Do this: Please reproduce every one of the items below word for word, changing nothing.

Given records:
--- START ---

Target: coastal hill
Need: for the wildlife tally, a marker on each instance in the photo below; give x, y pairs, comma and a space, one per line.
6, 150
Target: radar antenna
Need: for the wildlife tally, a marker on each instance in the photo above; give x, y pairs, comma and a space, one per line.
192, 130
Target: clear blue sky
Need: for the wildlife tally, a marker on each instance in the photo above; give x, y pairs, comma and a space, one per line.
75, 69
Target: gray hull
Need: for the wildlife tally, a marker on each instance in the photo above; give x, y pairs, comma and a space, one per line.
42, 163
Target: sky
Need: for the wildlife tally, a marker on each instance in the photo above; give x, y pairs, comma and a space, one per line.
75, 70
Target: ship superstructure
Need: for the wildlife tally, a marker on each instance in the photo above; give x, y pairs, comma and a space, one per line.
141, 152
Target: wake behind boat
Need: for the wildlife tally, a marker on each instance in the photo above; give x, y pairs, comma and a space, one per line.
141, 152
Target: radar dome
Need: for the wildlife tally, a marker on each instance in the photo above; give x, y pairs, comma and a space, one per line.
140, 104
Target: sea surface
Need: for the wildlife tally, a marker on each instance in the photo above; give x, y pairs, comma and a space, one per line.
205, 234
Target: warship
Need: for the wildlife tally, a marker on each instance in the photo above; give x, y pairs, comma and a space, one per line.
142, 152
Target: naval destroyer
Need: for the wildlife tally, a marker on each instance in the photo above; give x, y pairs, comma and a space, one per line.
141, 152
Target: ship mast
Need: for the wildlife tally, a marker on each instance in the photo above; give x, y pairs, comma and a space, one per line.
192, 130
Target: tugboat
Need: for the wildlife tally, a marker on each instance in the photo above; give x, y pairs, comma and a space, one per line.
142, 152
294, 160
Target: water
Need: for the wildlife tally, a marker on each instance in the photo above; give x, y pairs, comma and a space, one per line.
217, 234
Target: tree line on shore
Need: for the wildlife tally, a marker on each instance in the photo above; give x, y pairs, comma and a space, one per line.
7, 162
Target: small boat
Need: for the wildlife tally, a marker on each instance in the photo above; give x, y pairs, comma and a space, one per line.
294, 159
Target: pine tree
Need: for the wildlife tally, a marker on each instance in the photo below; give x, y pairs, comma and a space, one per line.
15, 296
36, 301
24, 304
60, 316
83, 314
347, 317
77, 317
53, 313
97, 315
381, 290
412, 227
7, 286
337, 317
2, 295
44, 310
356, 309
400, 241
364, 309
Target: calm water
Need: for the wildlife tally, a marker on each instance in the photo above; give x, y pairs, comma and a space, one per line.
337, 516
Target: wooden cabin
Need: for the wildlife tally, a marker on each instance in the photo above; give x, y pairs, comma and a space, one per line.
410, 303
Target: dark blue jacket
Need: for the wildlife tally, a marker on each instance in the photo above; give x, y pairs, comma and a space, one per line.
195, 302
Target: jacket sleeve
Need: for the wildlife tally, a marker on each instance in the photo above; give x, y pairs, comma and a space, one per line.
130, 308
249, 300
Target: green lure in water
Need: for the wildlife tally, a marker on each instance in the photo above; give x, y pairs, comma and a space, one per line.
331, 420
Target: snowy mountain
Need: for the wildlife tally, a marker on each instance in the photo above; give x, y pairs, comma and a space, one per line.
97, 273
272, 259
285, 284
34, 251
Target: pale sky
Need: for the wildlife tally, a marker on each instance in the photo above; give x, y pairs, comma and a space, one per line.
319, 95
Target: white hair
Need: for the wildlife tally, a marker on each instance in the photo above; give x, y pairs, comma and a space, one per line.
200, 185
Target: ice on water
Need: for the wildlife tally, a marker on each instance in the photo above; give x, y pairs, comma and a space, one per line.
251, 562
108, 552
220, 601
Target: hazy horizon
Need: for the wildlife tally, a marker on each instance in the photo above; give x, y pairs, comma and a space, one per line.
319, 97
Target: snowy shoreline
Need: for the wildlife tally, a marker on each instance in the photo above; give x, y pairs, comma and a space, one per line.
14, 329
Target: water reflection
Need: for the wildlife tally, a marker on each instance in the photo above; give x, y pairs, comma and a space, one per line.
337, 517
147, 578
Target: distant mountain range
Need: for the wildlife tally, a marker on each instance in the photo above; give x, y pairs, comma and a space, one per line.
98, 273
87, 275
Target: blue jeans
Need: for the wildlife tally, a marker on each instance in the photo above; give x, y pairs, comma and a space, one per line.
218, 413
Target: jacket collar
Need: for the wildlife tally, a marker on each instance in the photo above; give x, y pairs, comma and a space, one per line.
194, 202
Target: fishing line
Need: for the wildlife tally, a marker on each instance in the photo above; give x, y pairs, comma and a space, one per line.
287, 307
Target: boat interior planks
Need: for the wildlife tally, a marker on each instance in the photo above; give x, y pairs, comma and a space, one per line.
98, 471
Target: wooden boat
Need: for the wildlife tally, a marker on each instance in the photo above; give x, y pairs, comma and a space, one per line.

--- END ---

Correct answer:
Target: coastal hill
Need: for the wildlife tally, a marker on each instance in the photo below; give x, y pairs, comma and a space, one per line.
6, 150
Target: radar antenna
Need: for the wildlife tally, a marker on each instance in the photo above; give x, y pairs, comma and a space, one per line.
192, 130
Target: clear blue sky
Need: for the wildlife tally, a marker on each instance in the photo above; give x, y pairs, comma and a space, one per line.
75, 69
Target: gray hull
Need: for the wildlife tally, a marker on each instance in the photo above; give x, y pairs, comma and a space, one per line.
42, 163
Target: sky
Need: for the wildlife tally, a marker on each instance in the photo above; give x, y pairs, comma and a space, one per line.
75, 70
Target: ship superstructure
Need: for the wildlife tally, a marker on each instance in the photo above; give x, y pairs, comma and a space, one per line.
141, 152
Target: wake behind boat
Need: for the wildlife tally, a marker on each instance in the photo above; give x, y pairs, comma and a space, one per line.
141, 152
Target: radar dome
Need: for the wildlife tally, a marker on each instance in the photo above; give x, y pairs, comma and a space, one per line.
140, 104
Target: sea surface
Need: for the wildlife tally, a marker on each instance in the photo above; give x, y pairs, comma and a space, one per line.
205, 234
Target: warship
Need: for the wildlife tally, a marker on each instance in the photo above; give x, y pairs, comma and a space, one per line.
142, 152
Target: naval destroyer
Need: for the wildlife tally, a marker on each instance in the photo above; give x, y pairs, comma and a space, one per line.
141, 152
Target: ship mast
Need: for the wildlife tally, a marker on each instance in the photo above; give x, y pairs, comma and a space, one per line.
192, 130
Target: tugboat
Need: for the wildlife tally, a marker on each instance in the photo above; give x, y pairs, comma and a space, one per line.
142, 152
294, 160
Target: water
Need: for the wildlife tally, a marker on each instance in the photo above; give x, y pairs, comma and a space, one per line.
217, 234
Target: tree line on shore
Need: for the wildlife tally, a marker on each instance in the photo above; give x, y pairs, comma and a space, one per line.
7, 162
Target: small boat
Need: for the wildlife tally, a marker on each instance in the photo above; give x, y pairs, comma and a space, one per line.
294, 159
Target: pine tree
Need: for the wildlife tally, a marker on each instance in the photo below; give x, y pairs, comma and a space, one per line.
15, 296
36, 301
24, 304
60, 316
83, 314
347, 317
77, 317
53, 313
97, 315
381, 290
412, 227
7, 286
337, 317
2, 295
44, 310
356, 309
400, 241
364, 309
Target: calm water
Need: for the wildlife tally, a marker on each instance in the photo above; give x, y pairs, comma and a space, one per line.
337, 516
Target: wooden cabin
Need: for the wildlife tally, a marker on each instance in the photo above; give x, y pairs, comma and a space, one per line.
410, 303
Target: dark blue jacket
Need: for the wildlife tally, a marker on each instance in the photo above; give x, y pairs, comma and a space, one per line.
195, 302
Target: jacket sleeve
Need: for the wildlife tally, a marker on each instance in the photo above; give x, y pairs, comma and a space, one per line.
130, 308
249, 300
Target: green lure in water
Need: for the wildlife tally, a marker on each instance in the photo above; give x, y pairs, comma and a space, one per line.
331, 420
Target: snowy mountain
Need: for the wildlife tally, a marker on each instance in the photo above; give x, y pairs, comma and a space, one per line.
97, 273
272, 259
285, 284
34, 251
Target: pale sky
Need: for the wildlife tally, a marker on each instance in the photo above; give x, y pairs, comma and a space, one per line.
319, 95
Target: white hair
Need: for the wildlife tally, a marker on each instance in the photo above; give x, y pairs, comma and a space, one per line.
200, 185
Target: ice on water
Need: for the wildlife tally, a marker on each instance in the photo above; give x, y pairs, comma and a space, one per line.
251, 562
108, 552
220, 601
Target: hazy horizon
Need: for the wildlife tally, a marker on each instance in the photo above; give x, y pairs, comma and a space, one per line.
319, 97
Target: snowy shoreline
Need: for the wildlife tally, a marker on each instance in the photo above; give x, y pairs, comma and a space, one per line.
14, 329
Target: water reflection
Need: for the wildlife tally, a marker on each instance in the photo above; give x, y pairs, comma and a space, one per line.
337, 517
147, 578
Target: distant mountain range
Need: for the wildlife tally, a marker on each instance in the photo above; give x, y pairs, comma and a space, one per line.
98, 273
87, 275
Target: blue jeans
Need: for the wildlife tally, a marker on each instance in the photo above; give x, y pairs, comma and a space, one per line.
218, 413
Target: jacket collar
Need: for the wildlife tally, a marker on each instance in the photo above; give x, y pairs, comma and a space, one per line.
194, 202
Target: fishing line
Need: for the wildlife tally, a marker on each instance in the photo above; give x, y pairs, comma and a space, one per line.
287, 307
Target: boat interior planks
Need: for the wildlife tally, a marker on each instance in the photo above; give x, y pairs, comma and a space, one per line.
98, 471
Target: wooden boat
Need: for the wildlife tally, a marker on each instance in the photo above; give x, y pairs, comma and a space, one per line.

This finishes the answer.